# SOURCE EXTRACT start
I'm sure that you already know a great deal about commercial bridge loans, but I hope to add even more to that knowledge today. If you are a commercial broker - a commercial real estate broker or salesman - today's training article will be particularly helpful. By the way, it is the custom and practice in the industry to call commercial real estate salesmen "commercial brokers", even if these salesmen are not technically licensed as real estate brokers.
A bridge loan is a fast commercial real estate loan used to bridge a short period in time. Years ago bridge loans were also known as swing loans, although this term has fallen out of common usage. Typically bridge loans have a term of just 6 months or one year, but many bridge loans also provide for a 6-month or a one-year extension upon the payment of an additional 1/2 point to 2-point extension fee.
Bridge loans are used to bridge some short period of time. Here are some examples:
- Suppose a commercial property investor has listed his office building for sale, but the building hasn't sold yet. In the meantime, the investor suddenly needs dough, perhaps to inject cash into his business. A fast bridge loan solves his problem.
- One of the unfortunate features about conventional commercial real estate loans is that they have balloon payments. A conventional commercial real estate loan is a loan that is NOT guaranteed by the Federal government (SBA loans, USDA B&I loans, and FHA/HUD apartment loans are all guaranteed by the Federal government) or that is NOT guaranteed by a government sponsored entity (GSE's include Fannie Mae, Freddie Mac, and Ginnie Mac). Since most conventional commercial real estate loans have balloon payments, what often happens right before the property is due to be refinanced? Too often an important tenant moves out of the building! Suddenly the property won't qualify for a bank refinance. A bridge loan pays off the ballooning loan and gives the property owner six months to one year to find a new tenant.
# SOURCE EXTRACT end
# PROVIDED INFORMATION start
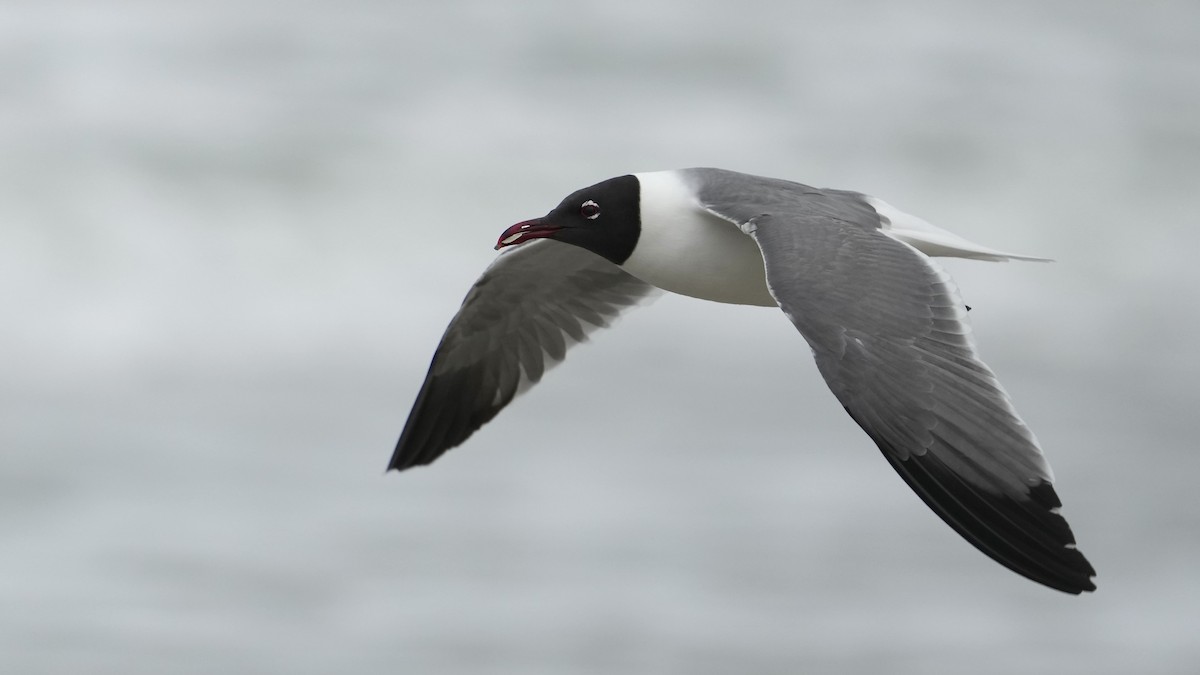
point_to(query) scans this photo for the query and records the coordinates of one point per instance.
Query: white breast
(687, 250)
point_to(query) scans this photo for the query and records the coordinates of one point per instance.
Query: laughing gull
(886, 326)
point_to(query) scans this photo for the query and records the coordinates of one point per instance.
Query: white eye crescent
(589, 209)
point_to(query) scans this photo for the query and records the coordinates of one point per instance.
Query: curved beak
(521, 232)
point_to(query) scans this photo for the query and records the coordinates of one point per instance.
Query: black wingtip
(1025, 533)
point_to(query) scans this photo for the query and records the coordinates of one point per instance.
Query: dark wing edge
(913, 381)
(519, 320)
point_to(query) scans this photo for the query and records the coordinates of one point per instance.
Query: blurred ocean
(232, 233)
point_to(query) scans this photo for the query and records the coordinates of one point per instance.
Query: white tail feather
(934, 240)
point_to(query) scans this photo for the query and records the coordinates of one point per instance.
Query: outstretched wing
(891, 338)
(533, 303)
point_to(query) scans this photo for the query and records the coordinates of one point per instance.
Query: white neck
(687, 250)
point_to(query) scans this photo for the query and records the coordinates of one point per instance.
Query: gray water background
(232, 232)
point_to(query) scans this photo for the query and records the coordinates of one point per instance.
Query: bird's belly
(705, 257)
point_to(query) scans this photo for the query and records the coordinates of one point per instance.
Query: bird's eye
(589, 210)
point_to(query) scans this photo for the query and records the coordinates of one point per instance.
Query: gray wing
(889, 335)
(528, 308)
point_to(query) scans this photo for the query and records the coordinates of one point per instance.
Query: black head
(604, 219)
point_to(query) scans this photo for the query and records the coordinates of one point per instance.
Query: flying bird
(886, 326)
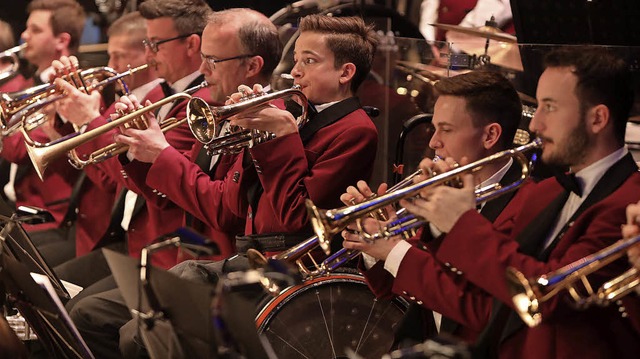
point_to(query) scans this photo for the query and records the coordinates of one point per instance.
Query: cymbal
(430, 71)
(502, 53)
(485, 32)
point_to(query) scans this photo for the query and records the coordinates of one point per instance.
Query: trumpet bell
(201, 120)
(525, 298)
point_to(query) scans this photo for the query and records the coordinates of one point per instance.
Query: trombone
(21, 108)
(42, 154)
(529, 293)
(12, 55)
(204, 121)
(326, 223)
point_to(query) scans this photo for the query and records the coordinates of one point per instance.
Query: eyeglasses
(153, 44)
(211, 61)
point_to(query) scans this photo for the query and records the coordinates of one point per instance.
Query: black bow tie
(569, 182)
(167, 90)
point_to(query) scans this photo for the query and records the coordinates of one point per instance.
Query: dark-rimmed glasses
(153, 44)
(211, 61)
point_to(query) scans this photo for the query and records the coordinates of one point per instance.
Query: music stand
(176, 316)
(37, 300)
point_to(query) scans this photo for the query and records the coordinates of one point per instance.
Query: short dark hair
(603, 78)
(489, 98)
(66, 16)
(133, 26)
(189, 16)
(257, 34)
(350, 40)
(6, 36)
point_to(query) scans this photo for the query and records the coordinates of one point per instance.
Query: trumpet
(12, 55)
(42, 154)
(326, 223)
(297, 253)
(21, 108)
(204, 122)
(529, 293)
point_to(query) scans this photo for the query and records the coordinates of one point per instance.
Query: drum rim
(274, 304)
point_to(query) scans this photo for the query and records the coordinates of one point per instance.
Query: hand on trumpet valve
(442, 206)
(144, 138)
(379, 249)
(267, 117)
(76, 106)
(363, 192)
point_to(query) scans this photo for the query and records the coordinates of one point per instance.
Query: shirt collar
(589, 176)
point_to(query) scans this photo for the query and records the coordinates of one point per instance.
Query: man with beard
(584, 98)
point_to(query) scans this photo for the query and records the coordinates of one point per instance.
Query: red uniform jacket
(289, 170)
(52, 193)
(484, 253)
(149, 222)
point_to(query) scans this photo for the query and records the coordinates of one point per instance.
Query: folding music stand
(37, 300)
(176, 317)
(15, 241)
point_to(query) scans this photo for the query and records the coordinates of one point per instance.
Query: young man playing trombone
(584, 97)
(476, 115)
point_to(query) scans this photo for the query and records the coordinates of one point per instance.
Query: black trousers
(106, 324)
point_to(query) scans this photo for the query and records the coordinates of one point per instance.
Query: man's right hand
(76, 106)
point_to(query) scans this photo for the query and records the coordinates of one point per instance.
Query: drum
(326, 316)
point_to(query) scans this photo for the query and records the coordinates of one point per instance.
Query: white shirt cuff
(392, 264)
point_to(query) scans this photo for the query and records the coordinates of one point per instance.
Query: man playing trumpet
(584, 99)
(476, 115)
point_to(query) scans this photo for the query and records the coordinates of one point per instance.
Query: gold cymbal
(485, 32)
(505, 54)
(430, 71)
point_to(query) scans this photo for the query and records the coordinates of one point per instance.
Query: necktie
(569, 182)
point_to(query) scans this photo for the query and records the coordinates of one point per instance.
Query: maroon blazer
(150, 221)
(483, 255)
(289, 170)
(51, 193)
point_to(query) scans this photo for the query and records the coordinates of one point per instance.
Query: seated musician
(177, 62)
(53, 29)
(476, 115)
(584, 99)
(336, 153)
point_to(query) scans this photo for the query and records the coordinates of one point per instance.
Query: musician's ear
(491, 135)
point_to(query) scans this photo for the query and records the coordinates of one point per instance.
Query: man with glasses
(173, 51)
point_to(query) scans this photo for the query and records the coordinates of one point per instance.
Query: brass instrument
(205, 122)
(303, 249)
(21, 108)
(12, 55)
(42, 154)
(326, 223)
(529, 293)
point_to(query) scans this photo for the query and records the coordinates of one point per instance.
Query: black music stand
(176, 316)
(15, 241)
(38, 302)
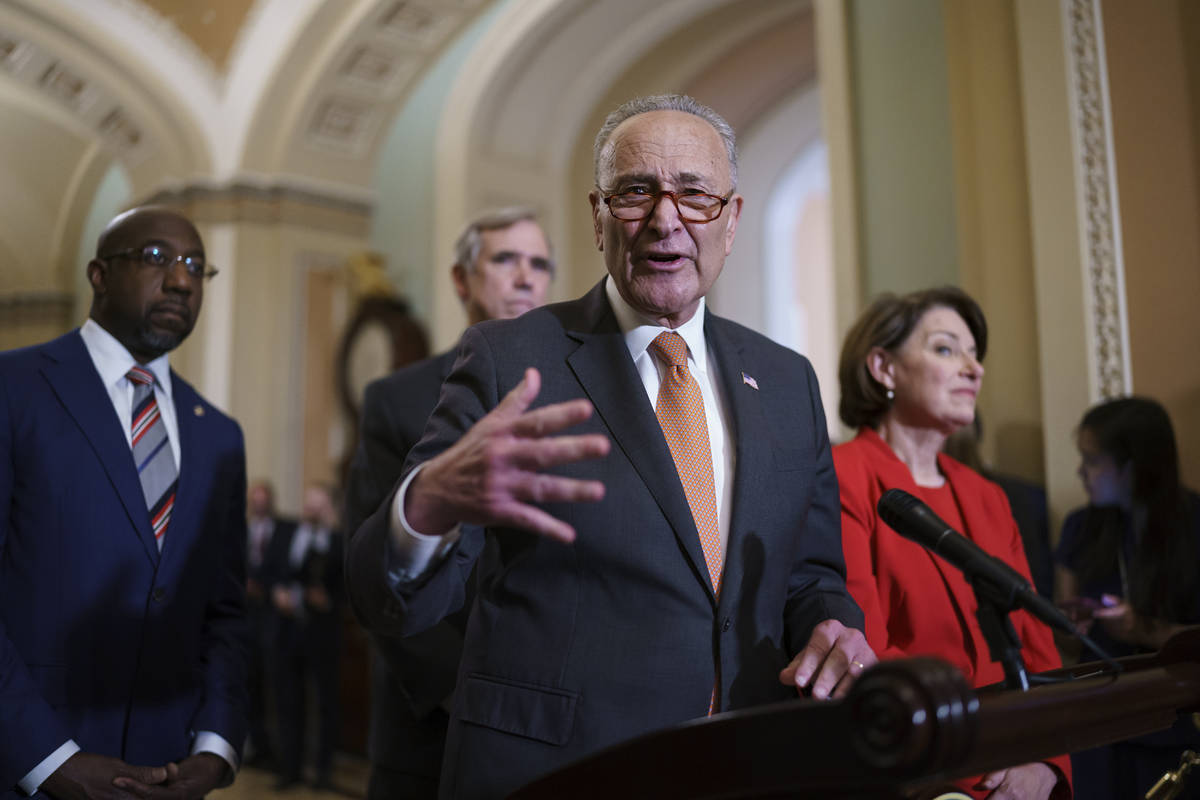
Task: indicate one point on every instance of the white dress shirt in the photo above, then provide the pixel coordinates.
(413, 552)
(113, 361)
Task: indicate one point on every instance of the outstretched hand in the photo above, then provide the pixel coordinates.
(495, 473)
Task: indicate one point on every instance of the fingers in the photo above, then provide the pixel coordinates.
(520, 397)
(831, 662)
(537, 521)
(991, 780)
(145, 775)
(550, 419)
(544, 453)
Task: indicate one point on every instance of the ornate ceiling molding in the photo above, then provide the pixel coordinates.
(375, 67)
(69, 85)
(1103, 257)
(270, 204)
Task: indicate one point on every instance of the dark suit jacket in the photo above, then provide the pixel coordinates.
(413, 675)
(575, 647)
(105, 639)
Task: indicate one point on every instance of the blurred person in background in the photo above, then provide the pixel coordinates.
(264, 534)
(309, 603)
(1128, 572)
(503, 268)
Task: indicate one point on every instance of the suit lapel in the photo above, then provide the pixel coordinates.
(192, 469)
(606, 373)
(75, 380)
(750, 437)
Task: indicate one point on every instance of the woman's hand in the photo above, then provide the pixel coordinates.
(1032, 781)
(1121, 621)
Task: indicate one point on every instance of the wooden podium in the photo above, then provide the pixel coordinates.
(907, 728)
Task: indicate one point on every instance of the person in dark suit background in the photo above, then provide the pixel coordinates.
(123, 541)
(603, 613)
(1026, 499)
(502, 269)
(265, 531)
(307, 601)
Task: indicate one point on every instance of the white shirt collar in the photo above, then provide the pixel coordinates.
(113, 361)
(640, 331)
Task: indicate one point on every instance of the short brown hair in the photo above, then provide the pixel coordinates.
(886, 324)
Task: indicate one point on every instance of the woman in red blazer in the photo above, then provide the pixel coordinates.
(910, 372)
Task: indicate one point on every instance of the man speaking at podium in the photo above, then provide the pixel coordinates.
(655, 483)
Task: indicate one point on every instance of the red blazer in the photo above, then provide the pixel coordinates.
(915, 602)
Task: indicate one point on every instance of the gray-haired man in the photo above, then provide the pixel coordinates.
(502, 269)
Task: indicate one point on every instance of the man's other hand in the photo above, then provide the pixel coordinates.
(495, 473)
(88, 776)
(831, 662)
(190, 780)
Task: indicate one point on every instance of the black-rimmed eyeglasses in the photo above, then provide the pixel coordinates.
(693, 206)
(159, 257)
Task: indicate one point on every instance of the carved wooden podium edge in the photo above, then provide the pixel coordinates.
(906, 726)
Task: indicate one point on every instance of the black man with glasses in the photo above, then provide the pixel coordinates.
# PROVIDED INFORMATION end
* [THE EXERCISE]:
Write out the passage of the bridge-loan article starting with "A bridge loan is" and going on through "2-point extension fee.". The records come from a different source than the bridge-loan article.

* [REPLY]:
A bridge loan is a fast commercial real estate loan used to bridge a short period in time. Years ago bridge loans were also known as swing loans, although this term has fallen out of common usage. Typically bridge loans have a term of just 6 months or one year, but many bridge loans also provide for a 6-month or a one-year extension upon the payment of an additional 1/2 point to 2-point extension fee.